Material shown:
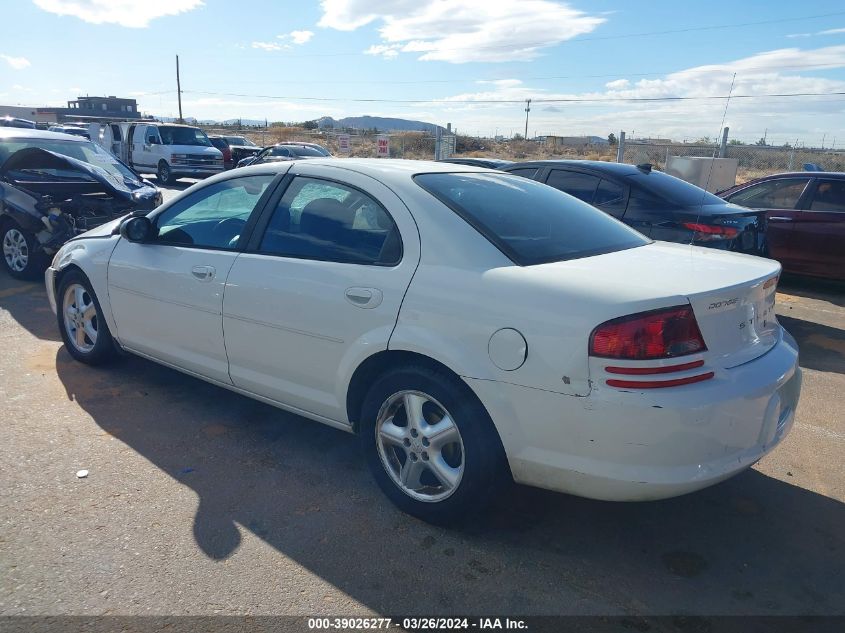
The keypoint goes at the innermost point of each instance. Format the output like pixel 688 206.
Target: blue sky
pixel 263 58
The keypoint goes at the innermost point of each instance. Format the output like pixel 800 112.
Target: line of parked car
pixel 616 369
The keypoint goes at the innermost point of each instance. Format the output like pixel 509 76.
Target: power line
pixel 506 101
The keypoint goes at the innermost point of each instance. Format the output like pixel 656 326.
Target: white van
pixel 168 150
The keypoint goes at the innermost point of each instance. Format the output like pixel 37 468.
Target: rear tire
pixel 84 330
pixel 431 445
pixel 22 255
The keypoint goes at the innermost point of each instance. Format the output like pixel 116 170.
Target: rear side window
pixel 829 196
pixel 610 198
pixel 329 221
pixel 528 221
pixel 582 186
pixel 782 193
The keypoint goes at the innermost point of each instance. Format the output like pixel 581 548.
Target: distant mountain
pixel 382 124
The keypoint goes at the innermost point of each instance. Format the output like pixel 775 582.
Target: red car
pixel 805 219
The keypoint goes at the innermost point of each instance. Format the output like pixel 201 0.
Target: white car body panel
pixel 293 340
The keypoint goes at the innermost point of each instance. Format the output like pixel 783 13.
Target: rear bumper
pixel 195 172
pixel 630 446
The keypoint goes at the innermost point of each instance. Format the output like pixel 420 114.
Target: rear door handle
pixel 203 273
pixel 366 298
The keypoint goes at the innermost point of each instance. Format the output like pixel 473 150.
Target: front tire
pixel 22 256
pixel 84 330
pixel 164 173
pixel 430 445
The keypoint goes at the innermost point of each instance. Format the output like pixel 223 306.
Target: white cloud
pixel 129 13
pixel 18 63
pixel 301 37
pixel 269 46
pixel 460 31
pixel 771 72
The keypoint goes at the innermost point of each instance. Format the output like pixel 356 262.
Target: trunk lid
pixel 732 295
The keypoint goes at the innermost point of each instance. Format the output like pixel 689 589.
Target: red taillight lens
pixel 648 335
pixel 710 232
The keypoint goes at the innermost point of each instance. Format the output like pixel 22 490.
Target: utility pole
pixel 527 110
pixel 179 90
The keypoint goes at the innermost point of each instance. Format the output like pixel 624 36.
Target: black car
pixel 656 204
pixel 241 147
pixel 53 187
pixel 489 163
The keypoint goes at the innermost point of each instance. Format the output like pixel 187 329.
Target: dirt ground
pixel 200 501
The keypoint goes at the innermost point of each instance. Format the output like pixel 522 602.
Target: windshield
pixel 673 190
pixel 305 151
pixel 239 140
pixel 530 222
pixel 86 152
pixel 183 136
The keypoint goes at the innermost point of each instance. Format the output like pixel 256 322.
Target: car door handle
pixel 366 298
pixel 203 273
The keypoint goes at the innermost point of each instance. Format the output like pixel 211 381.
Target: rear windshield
pixel 530 222
pixel 671 189
pixel 239 140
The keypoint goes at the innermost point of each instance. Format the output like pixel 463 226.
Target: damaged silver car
pixel 54 187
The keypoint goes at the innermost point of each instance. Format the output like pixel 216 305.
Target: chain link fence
pixel 753 160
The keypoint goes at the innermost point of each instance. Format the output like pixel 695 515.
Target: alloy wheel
pixel 15 250
pixel 420 446
pixel 80 318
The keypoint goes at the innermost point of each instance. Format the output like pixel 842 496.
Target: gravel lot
pixel 200 501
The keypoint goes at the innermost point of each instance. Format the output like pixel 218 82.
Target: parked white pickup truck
pixel 168 150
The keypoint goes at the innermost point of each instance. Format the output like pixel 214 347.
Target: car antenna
pixel 713 158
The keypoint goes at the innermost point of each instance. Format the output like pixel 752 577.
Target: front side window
pixel 782 193
pixel 214 216
pixel 829 196
pixel 329 221
pixel 528 221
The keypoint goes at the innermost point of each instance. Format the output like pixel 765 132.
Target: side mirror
pixel 137 229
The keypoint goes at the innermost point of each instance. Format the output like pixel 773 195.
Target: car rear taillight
pixel 711 232
pixel 664 333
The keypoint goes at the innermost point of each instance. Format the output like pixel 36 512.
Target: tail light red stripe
pixel 640 371
pixel 658 384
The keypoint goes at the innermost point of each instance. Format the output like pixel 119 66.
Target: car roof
pixel 29 133
pixel 620 169
pixel 385 169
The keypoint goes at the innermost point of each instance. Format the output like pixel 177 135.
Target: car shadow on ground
pixel 821 347
pixel 813 288
pixel 754 544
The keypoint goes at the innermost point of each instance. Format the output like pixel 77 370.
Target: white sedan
pixel 470 326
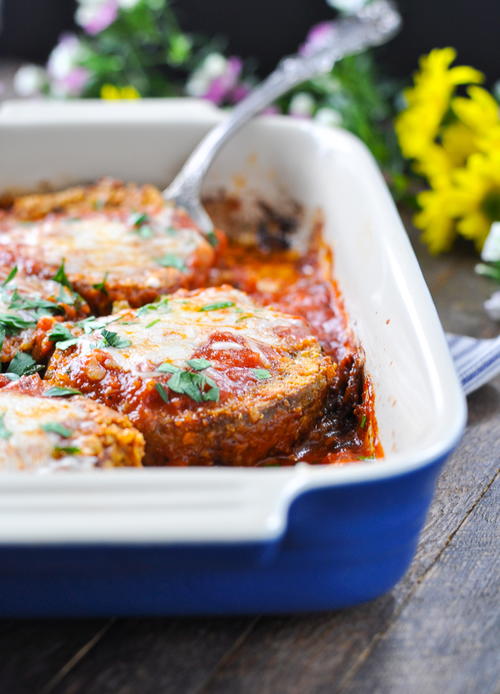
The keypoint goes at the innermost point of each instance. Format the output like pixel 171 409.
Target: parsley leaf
pixel 10 324
pixel 10 276
pixel 61 277
pixel 160 389
pixel 67 450
pixel 58 392
pixel 111 339
pixel 171 260
pixel 218 305
pixel 23 365
pixel 4 432
pixel 56 428
pixel 198 364
pixel 261 374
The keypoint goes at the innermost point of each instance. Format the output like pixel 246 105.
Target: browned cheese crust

Task directions: Among the entries above, locate the lines containing "pixel 752 577." and "pixel 773 195.", and transcribe exactly those two lines and all lines between.

Solution:
The keypoint goes at the innermost point of each instance. Format the output like pixel 752 577.
Target: front side window
pixel 782 193
pixel 214 216
pixel 829 196
pixel 329 221
pixel 528 221
The keypoint goes at the innermost point of each instance. Format the output like pixel 765 132.
Target: side mirror
pixel 137 229
The keypoint goes at the innermost point of each instance. Format the output like pixel 773 195.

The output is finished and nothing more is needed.